**** Stored records
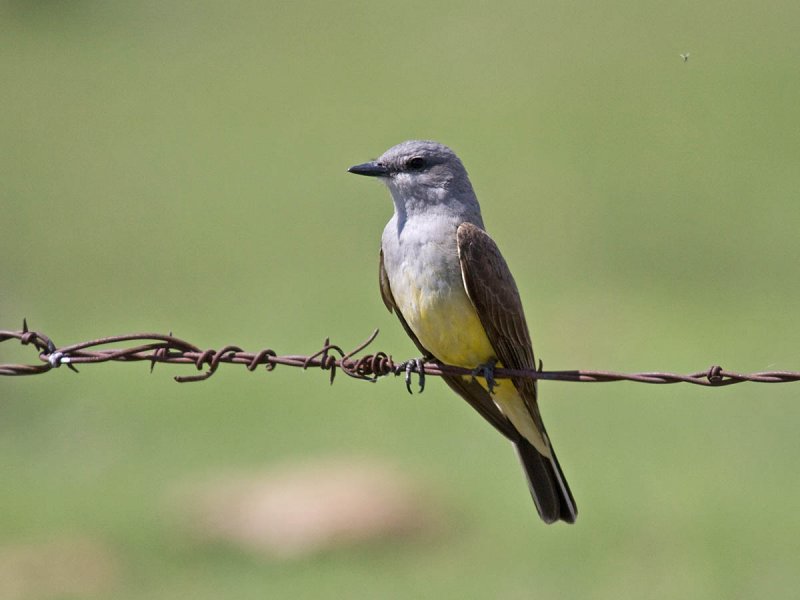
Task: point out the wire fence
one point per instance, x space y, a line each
158 348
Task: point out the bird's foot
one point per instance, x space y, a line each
486 370
412 365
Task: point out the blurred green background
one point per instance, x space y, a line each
181 166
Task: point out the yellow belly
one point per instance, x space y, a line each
446 324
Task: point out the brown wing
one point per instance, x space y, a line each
494 294
471 391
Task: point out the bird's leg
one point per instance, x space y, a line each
411 365
486 370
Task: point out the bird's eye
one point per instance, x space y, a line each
415 163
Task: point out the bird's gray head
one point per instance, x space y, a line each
421 175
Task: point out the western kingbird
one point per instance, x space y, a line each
446 280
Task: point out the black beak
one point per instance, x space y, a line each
371 169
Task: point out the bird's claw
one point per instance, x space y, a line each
414 364
486 370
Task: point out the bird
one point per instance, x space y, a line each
455 297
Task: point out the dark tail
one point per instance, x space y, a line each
547 484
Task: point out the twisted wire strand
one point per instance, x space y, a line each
157 348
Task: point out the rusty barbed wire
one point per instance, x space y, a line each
159 348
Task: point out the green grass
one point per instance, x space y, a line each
181 166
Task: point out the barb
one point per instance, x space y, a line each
159 348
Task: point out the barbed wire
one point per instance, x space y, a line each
160 348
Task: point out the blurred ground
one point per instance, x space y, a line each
181 166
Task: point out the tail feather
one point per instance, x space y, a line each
547 484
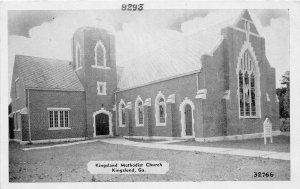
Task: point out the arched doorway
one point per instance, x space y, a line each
188 120
186 109
102 124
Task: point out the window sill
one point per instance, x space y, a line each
161 124
249 117
101 67
78 68
59 128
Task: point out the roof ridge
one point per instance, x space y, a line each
45 58
173 42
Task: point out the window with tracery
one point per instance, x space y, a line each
139 112
100 55
247 86
122 114
162 109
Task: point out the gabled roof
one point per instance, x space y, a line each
43 73
180 57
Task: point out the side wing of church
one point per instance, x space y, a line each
213 84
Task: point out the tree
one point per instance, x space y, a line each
283 94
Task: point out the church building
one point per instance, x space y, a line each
216 84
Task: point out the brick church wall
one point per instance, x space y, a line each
87 38
40 100
187 88
234 41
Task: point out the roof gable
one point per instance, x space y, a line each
180 57
43 73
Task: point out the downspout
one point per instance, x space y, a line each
116 120
28 109
197 81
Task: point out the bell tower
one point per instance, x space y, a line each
95 65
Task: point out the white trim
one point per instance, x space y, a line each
128 106
58 109
226 95
236 137
120 113
157 118
201 94
110 120
156 137
100 67
208 139
65 90
182 119
160 80
241 30
103 84
76 57
58 128
78 68
99 43
247 46
276 100
267 97
171 99
49 140
136 113
147 102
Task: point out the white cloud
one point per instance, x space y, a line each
138 35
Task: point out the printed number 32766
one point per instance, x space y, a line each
132 7
263 174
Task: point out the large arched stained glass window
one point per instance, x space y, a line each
139 112
122 121
78 56
162 110
100 55
247 86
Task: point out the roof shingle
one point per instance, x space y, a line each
44 73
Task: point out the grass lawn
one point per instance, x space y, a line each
280 144
69 164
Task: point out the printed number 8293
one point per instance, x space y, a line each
263 174
132 7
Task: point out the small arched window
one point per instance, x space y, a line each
247 86
139 112
100 55
78 56
160 110
122 121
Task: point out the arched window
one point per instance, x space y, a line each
139 112
78 56
247 83
160 109
122 114
100 55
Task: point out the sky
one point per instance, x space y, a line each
48 33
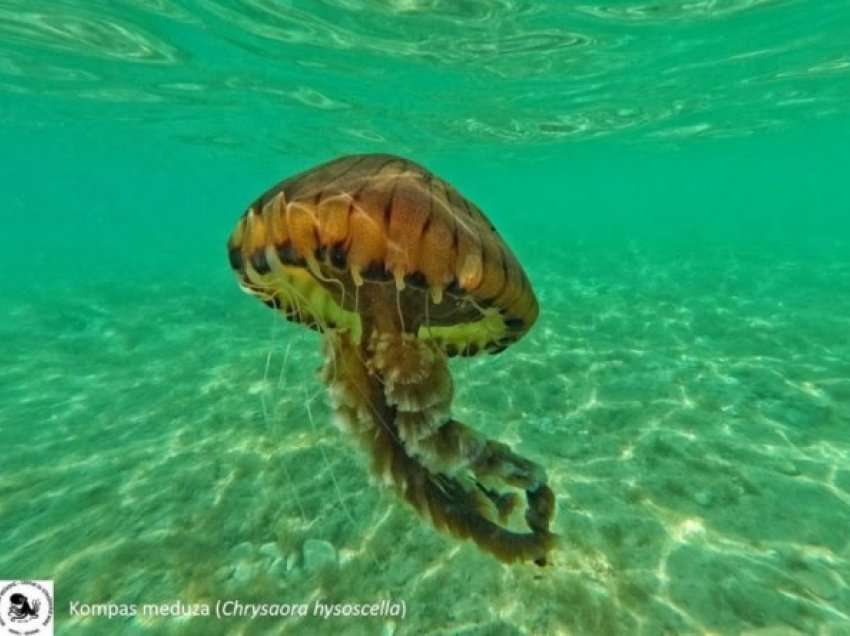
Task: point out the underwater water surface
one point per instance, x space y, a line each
672 177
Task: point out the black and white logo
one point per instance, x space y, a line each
26 608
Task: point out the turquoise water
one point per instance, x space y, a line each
673 178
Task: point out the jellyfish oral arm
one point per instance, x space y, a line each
394 393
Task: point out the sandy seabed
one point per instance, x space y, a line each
169 443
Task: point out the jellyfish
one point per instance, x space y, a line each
399 272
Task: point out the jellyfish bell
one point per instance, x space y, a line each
400 272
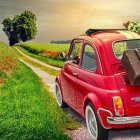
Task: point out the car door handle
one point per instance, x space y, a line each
75 74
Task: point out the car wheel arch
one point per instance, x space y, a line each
94 100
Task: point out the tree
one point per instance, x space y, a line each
21 28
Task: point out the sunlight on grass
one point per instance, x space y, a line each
28 111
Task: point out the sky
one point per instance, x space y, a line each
66 19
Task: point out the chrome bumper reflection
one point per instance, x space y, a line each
123 120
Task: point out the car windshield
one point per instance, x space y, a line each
120 46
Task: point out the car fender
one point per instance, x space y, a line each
94 100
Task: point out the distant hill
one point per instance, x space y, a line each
61 41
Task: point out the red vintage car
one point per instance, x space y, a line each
94 82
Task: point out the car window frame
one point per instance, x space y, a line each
71 48
92 71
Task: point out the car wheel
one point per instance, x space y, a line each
97 132
59 98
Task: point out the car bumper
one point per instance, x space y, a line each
123 120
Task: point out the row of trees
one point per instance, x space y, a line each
21 28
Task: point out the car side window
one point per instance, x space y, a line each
89 61
76 52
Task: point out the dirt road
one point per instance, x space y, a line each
82 133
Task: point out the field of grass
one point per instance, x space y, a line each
27 109
8 60
44 68
46 46
53 62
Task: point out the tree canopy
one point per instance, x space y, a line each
21 28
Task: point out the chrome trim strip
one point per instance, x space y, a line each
123 120
121 41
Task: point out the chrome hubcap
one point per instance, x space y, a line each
58 95
91 122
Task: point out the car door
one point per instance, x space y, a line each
69 73
88 74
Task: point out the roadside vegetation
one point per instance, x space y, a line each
44 68
45 59
27 109
46 52
8 61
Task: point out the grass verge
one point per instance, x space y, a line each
28 111
44 68
53 62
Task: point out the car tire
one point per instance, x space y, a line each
59 97
95 129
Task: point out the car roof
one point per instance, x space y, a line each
107 37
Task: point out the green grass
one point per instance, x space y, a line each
44 68
47 60
28 111
46 46
8 60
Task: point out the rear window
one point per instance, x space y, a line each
120 46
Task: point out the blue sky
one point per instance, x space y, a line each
65 19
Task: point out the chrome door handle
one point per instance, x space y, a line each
75 74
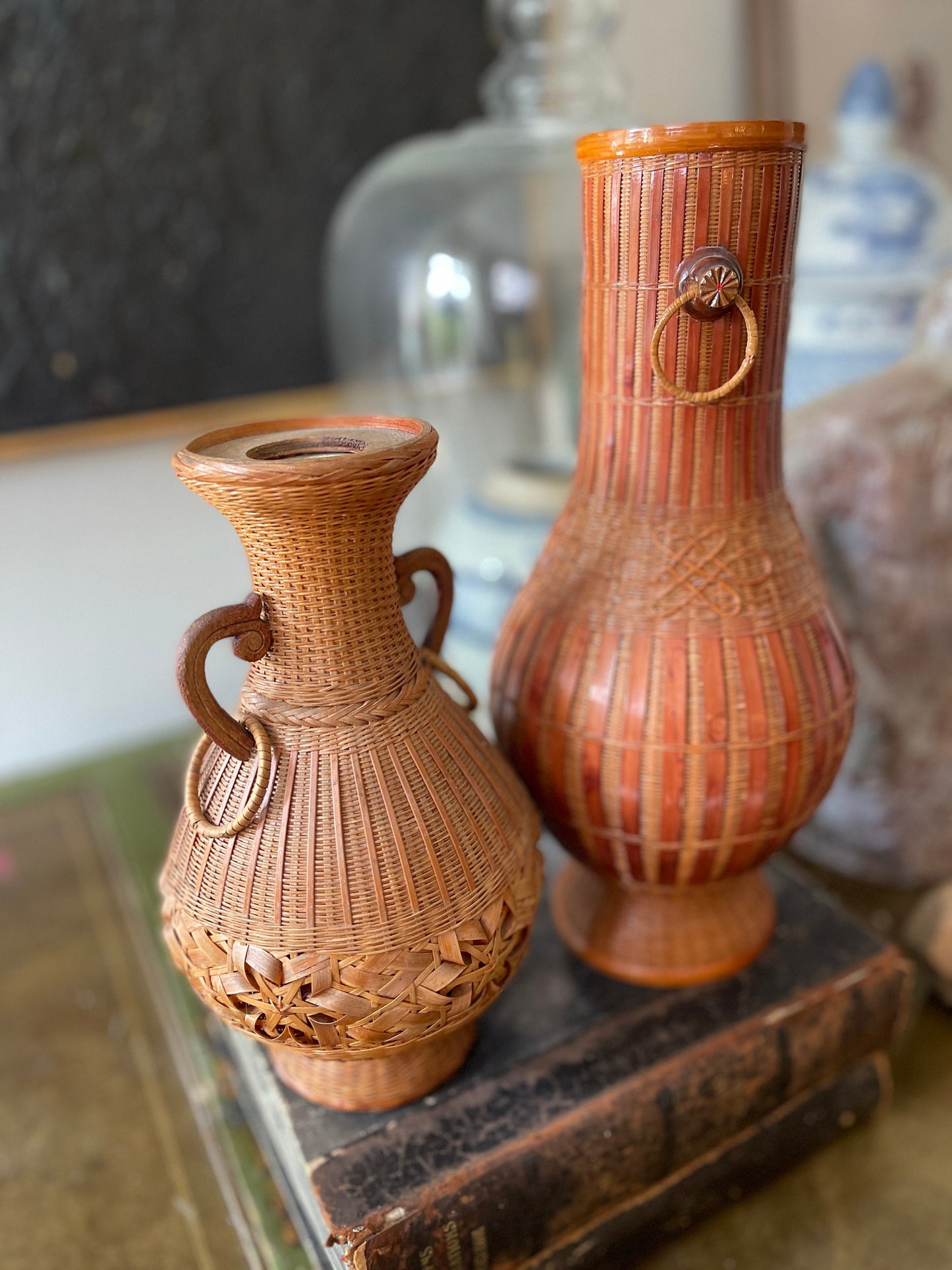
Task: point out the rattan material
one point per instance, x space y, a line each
385 893
671 683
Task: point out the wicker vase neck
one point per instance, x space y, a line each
318 533
642 215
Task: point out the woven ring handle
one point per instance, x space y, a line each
430 560
193 807
709 395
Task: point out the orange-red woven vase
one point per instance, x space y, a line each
671 682
354 873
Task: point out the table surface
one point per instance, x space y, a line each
103 1163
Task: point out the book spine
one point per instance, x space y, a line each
725 1175
531 1161
743 1165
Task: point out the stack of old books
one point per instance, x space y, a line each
594 1119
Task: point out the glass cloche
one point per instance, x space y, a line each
455 260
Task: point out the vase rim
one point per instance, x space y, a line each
683 138
300 449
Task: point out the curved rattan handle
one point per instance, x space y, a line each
428 560
197 818
253 638
709 395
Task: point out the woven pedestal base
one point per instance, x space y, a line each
664 937
375 1083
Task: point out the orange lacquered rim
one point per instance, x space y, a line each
665 140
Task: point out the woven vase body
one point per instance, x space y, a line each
671 683
385 890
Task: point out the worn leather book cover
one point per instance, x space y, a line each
593 1118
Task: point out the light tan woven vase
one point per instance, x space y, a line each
671 682
354 874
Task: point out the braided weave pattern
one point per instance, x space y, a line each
348 1005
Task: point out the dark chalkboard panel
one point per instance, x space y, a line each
168 169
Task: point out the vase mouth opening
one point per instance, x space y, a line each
310 445
686 138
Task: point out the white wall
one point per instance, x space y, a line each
686 60
107 558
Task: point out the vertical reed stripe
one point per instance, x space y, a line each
370 842
438 804
757 734
567 678
455 790
485 799
283 835
675 733
791 724
598 700
395 832
339 840
420 823
311 849
635 712
250 868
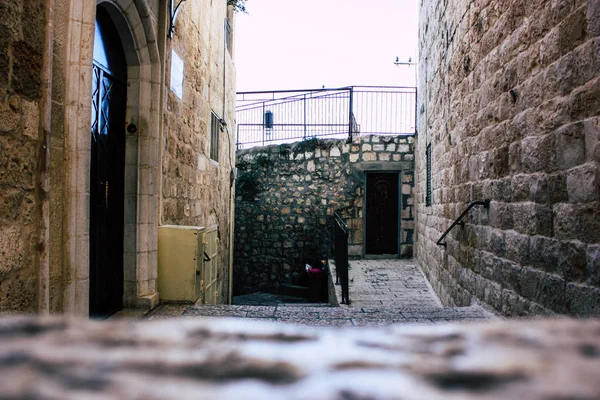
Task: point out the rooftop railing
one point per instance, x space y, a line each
275 117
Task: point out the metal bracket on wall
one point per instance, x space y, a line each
174 10
458 221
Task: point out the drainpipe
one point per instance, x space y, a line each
45 109
162 54
231 167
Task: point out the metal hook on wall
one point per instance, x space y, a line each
173 16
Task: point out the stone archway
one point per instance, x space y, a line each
137 31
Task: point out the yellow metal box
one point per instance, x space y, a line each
180 262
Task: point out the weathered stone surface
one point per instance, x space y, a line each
232 359
510 109
285 206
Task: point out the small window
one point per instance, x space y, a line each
215 128
228 34
428 194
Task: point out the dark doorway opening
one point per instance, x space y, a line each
381 225
107 169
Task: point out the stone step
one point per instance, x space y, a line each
288 289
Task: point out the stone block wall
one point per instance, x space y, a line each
22 40
196 190
509 102
286 196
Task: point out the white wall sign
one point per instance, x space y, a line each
177 74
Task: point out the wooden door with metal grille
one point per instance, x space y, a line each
211 249
382 213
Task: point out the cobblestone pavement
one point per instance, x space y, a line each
382 292
389 283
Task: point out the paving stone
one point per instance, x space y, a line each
219 358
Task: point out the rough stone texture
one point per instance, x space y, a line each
45 112
196 189
382 292
233 359
22 36
387 283
509 103
324 315
286 196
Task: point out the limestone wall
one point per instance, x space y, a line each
22 39
285 200
196 190
508 101
46 51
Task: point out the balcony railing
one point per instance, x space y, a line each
275 117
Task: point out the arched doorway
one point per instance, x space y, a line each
107 168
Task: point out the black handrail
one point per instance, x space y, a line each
485 203
341 256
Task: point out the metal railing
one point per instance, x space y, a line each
340 240
275 117
458 221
********
#### [Work required]
Nothing but the lines from the one with "Task: point out the rough stone texture" through the last line should be repeated, each exactly as it stands.

#### [Final result]
Task: point out the rough stone texture
one point per instance, x space y, a line each
45 112
196 189
382 292
233 359
22 36
387 283
509 103
324 315
286 196
Task: point out the limestone wall
one point per instance, x space y, a line each
22 39
285 200
196 190
508 101
46 51
Task: point out the balcony railing
one point per instance, x space y, a line each
275 117
Task: point out the arched doorway
one point per instance, x space y, a line each
107 168
Task: point out the black handrail
one point per instance, x space y, a line each
485 203
341 256
Task: point out the metal railing
one point per instance, x space y, a line each
340 240
275 117
458 221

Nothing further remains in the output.